▶ _INPUT FOR THIS TASK_
— Begin —
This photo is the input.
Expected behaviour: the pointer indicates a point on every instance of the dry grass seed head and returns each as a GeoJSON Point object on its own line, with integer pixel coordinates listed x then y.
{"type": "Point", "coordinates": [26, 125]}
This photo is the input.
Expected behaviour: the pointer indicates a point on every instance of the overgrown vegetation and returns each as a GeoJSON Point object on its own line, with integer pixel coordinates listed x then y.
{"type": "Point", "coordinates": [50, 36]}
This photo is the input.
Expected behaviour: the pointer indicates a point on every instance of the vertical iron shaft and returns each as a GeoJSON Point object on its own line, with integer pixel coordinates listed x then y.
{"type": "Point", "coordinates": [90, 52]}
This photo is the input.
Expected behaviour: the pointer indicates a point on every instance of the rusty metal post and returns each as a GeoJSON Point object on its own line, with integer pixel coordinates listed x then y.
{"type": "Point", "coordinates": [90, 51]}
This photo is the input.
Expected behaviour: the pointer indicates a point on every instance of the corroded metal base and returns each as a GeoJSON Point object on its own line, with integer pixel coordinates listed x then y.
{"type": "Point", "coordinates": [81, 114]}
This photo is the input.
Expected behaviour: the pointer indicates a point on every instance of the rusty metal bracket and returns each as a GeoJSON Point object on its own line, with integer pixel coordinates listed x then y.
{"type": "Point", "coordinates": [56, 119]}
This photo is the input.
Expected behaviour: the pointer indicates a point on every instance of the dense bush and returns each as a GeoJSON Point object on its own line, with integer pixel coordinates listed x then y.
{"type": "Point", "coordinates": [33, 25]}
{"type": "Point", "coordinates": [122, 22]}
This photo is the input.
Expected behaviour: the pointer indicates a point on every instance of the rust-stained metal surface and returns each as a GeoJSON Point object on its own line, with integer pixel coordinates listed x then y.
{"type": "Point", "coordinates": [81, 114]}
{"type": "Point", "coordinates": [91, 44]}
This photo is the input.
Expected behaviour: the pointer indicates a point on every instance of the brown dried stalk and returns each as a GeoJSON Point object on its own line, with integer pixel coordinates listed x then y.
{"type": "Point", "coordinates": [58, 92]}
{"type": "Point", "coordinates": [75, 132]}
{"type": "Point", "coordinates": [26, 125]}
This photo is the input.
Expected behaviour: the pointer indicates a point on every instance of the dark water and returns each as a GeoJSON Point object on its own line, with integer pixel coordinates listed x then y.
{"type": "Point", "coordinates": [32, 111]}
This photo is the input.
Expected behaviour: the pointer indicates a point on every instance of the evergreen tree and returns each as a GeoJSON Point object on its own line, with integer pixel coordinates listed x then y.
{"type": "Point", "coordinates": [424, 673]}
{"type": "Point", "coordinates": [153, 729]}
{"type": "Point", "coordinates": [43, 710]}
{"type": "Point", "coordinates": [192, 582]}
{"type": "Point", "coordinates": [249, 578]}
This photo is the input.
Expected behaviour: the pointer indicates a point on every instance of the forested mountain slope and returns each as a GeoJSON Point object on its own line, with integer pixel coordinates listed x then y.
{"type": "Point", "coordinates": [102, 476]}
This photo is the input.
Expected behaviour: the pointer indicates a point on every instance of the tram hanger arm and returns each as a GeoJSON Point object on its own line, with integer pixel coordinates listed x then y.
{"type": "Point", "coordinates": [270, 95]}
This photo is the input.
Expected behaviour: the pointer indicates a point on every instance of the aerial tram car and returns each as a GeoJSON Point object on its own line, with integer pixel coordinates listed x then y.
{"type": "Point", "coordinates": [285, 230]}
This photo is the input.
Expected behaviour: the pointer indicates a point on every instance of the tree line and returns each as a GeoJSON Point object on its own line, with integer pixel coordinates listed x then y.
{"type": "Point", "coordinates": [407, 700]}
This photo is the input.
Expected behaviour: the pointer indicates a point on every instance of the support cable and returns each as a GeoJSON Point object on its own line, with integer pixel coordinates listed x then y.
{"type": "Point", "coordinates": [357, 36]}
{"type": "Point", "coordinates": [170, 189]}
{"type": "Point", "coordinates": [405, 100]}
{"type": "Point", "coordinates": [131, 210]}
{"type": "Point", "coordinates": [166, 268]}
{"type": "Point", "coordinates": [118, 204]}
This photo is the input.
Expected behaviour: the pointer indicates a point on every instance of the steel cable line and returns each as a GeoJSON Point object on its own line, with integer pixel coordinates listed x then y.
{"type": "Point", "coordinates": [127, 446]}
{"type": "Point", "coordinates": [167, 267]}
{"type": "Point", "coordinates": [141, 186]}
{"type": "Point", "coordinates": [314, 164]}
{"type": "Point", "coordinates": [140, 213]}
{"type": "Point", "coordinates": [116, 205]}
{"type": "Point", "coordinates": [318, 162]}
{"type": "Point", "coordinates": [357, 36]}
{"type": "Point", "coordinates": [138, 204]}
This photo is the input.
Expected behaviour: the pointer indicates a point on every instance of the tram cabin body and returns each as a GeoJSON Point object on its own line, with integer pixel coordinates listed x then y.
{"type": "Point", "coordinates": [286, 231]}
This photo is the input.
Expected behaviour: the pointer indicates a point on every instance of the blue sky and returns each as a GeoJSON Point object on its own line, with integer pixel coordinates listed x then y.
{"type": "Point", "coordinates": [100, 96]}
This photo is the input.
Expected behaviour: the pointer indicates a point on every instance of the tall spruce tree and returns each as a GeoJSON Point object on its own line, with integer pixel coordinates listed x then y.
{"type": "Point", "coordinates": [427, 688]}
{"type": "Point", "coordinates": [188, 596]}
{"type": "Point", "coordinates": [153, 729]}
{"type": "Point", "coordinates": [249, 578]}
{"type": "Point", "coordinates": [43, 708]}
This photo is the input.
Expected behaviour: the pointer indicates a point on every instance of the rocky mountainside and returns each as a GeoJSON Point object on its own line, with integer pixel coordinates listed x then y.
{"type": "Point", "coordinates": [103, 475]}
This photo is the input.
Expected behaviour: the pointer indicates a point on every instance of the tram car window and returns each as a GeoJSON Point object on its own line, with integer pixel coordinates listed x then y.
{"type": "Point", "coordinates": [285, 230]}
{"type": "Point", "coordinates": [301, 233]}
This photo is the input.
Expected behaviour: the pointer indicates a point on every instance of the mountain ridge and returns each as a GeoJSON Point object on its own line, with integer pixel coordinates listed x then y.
— End —
▶ _WHAT THE EXERCISE ASKS_
The records above must be repeated exactly, every one of them.

▶ _ANSWER TO THIS TASK_
This photo is the input.
Expected behaviour: the pointer indicates a point on every instance of the dry grass seed head and returns each as a GeoJSON Point object on its own line, with integer pixel coordinates listed x then y.
{"type": "Point", "coordinates": [26, 125]}
This photo is the input.
Expected behaviour: the pointer indicates a point on every instance of the overgrown vegetation and returns each as a GeoJSON Point object on its own line, with integer pixel coordinates listed x then y.
{"type": "Point", "coordinates": [50, 36]}
This photo is the input.
Expected behaviour: the pointer indicates a point on every instance of the vertical iron shaft and returns each as a GeoJSON Point object on its own line, with integer pixel coordinates listed x then y.
{"type": "Point", "coordinates": [90, 52]}
This photo is the input.
Expected behaviour: the pointer indicates a point on every instance of the rusty metal post and returns each as a GeoJSON Point object on its own line, with integer pixel coordinates listed x then y.
{"type": "Point", "coordinates": [90, 51]}
This photo is the input.
Expected behaviour: the pointer indicates a point on every instance of the corroded metal base and returns each as a GeoJSON Point object on its own line, with integer pixel coordinates listed x then y.
{"type": "Point", "coordinates": [81, 114]}
This photo is the input.
Expected behaviour: the pointer indicates a point on every instance of the rusty metal bracket and returns each as a GeoJSON Point object on its own line, with integer pixel coordinates listed x then y.
{"type": "Point", "coordinates": [56, 119]}
This photo is the input.
Expected behaviour: the pointer indicates a point on every instance of the dense bush and returns each as a GeoJSON Point object on its own line, with integer pixel coordinates listed x then y.
{"type": "Point", "coordinates": [33, 25]}
{"type": "Point", "coordinates": [122, 22]}
This photo is the input.
Expected behaviour: the pointer indicates a point on every instance of the rust-stained metal surface and returns each as a GeoJSON Point object on its own line, with integer pixel coordinates listed x then y.
{"type": "Point", "coordinates": [81, 114]}
{"type": "Point", "coordinates": [91, 44]}
This photo is the input.
Expected behaviour: the pointer indicates a point on every instance of the brown dried stalk and returns each as a GeoJSON Point object on its own line, with integer pixel coordinates listed x then y.
{"type": "Point", "coordinates": [58, 92]}
{"type": "Point", "coordinates": [75, 132]}
{"type": "Point", "coordinates": [26, 125]}
This photo is the input.
Expected behaviour: the pointer indicates a point on every instance of the dark water and returns each as a GeoJSON Point object on its own line, with integer pixel coordinates listed x then y.
{"type": "Point", "coordinates": [32, 111]}
This photo is the input.
Expected behaviour: the pointer indicates a point on every instance of the evergreen tree and returns each as a GeoJSON Point object on its own line, with integer pixel coordinates listed x then y.
{"type": "Point", "coordinates": [424, 673]}
{"type": "Point", "coordinates": [153, 729]}
{"type": "Point", "coordinates": [43, 710]}
{"type": "Point", "coordinates": [192, 582]}
{"type": "Point", "coordinates": [249, 578]}
This photo is the input.
Expected behaviour: the pointer indicates a point on every instance of the forested mountain slope and returns each as a GeoJSON Point object on its own line, with integer pixel coordinates listed x then y.
{"type": "Point", "coordinates": [102, 476]}
This photo is the input.
Expected behaviour: the pointer indicates a point on every instance of the tram hanger arm and returns each as a GeoJSON Point object on its own line, with integer pixel coordinates listed x then y.
{"type": "Point", "coordinates": [270, 95]}
This photo is the input.
Expected behaviour: the pointer indicates a point on every instance of the aerial tram car and returns each as a GeoJSON Point object on its own line, with integer pixel coordinates listed x then y.
{"type": "Point", "coordinates": [285, 230]}
This photo is the input.
Expected behaviour: the pointer indicates a point on every instance of the tree line and returns each as a GeoJSON Point object on its own line, with integer pixel coordinates listed x then y.
{"type": "Point", "coordinates": [407, 700]}
This photo is the input.
Expected behaviour: the pointer indicates a point on every instance of the support cable and returns each as a GeoJSON Point object on its own line, with integer pixel coordinates listed x then y.
{"type": "Point", "coordinates": [357, 36]}
{"type": "Point", "coordinates": [170, 189]}
{"type": "Point", "coordinates": [405, 100]}
{"type": "Point", "coordinates": [131, 210]}
{"type": "Point", "coordinates": [166, 268]}
{"type": "Point", "coordinates": [118, 204]}
This photo is the input.
Expected behaviour: the pointer indicates a point on every instance of the steel cable line and returns each as a GeoJSON Point object on its own line, with integer pixel coordinates listed x then y.
{"type": "Point", "coordinates": [127, 446]}
{"type": "Point", "coordinates": [167, 267]}
{"type": "Point", "coordinates": [141, 186]}
{"type": "Point", "coordinates": [314, 164]}
{"type": "Point", "coordinates": [140, 213]}
{"type": "Point", "coordinates": [116, 205]}
{"type": "Point", "coordinates": [318, 162]}
{"type": "Point", "coordinates": [357, 36]}
{"type": "Point", "coordinates": [138, 204]}
This photo is the input.
Expected behaviour: the pointer indicates a point on every instance of the tram cabin body and returns each as a GeoJSON Point object on its own line, with integer pixel coordinates listed x then y.
{"type": "Point", "coordinates": [286, 231]}
This photo is the input.
Expected behaviour: the pointer indicates a point on every instance of the blue sky and returns each as a GeoJSON Point object on its own line, with integer pixel coordinates listed x then y.
{"type": "Point", "coordinates": [100, 96]}
This photo is the input.
Expected behaviour: the pointer indicates a point on every instance of the tall spruce tree and returns each as a GeoJSON Point object on its own line, with integer pixel coordinates listed x then y.
{"type": "Point", "coordinates": [427, 688]}
{"type": "Point", "coordinates": [188, 596]}
{"type": "Point", "coordinates": [153, 729]}
{"type": "Point", "coordinates": [249, 578]}
{"type": "Point", "coordinates": [43, 708]}
This photo is the input.
Expected behaviour: the pointer indicates a point on every instance of the rocky mountainside and returns each as a GeoJSON Point object on its own line, with integer pixel coordinates listed x then y.
{"type": "Point", "coordinates": [103, 475]}
This photo is the input.
Expected behaviour: the pointer indicates a point on every instance of the tram car window and returns each as a GeoJSON Point object on its own line, with integer pixel coordinates listed x then y.
{"type": "Point", "coordinates": [285, 230]}
{"type": "Point", "coordinates": [301, 233]}
This photo is the input.
Expected behaviour: the pointer indicates a point on every instance of the mountain ridge and returns each as a GeoJSON Point object on its own line, with integer pixel coordinates listed x then y.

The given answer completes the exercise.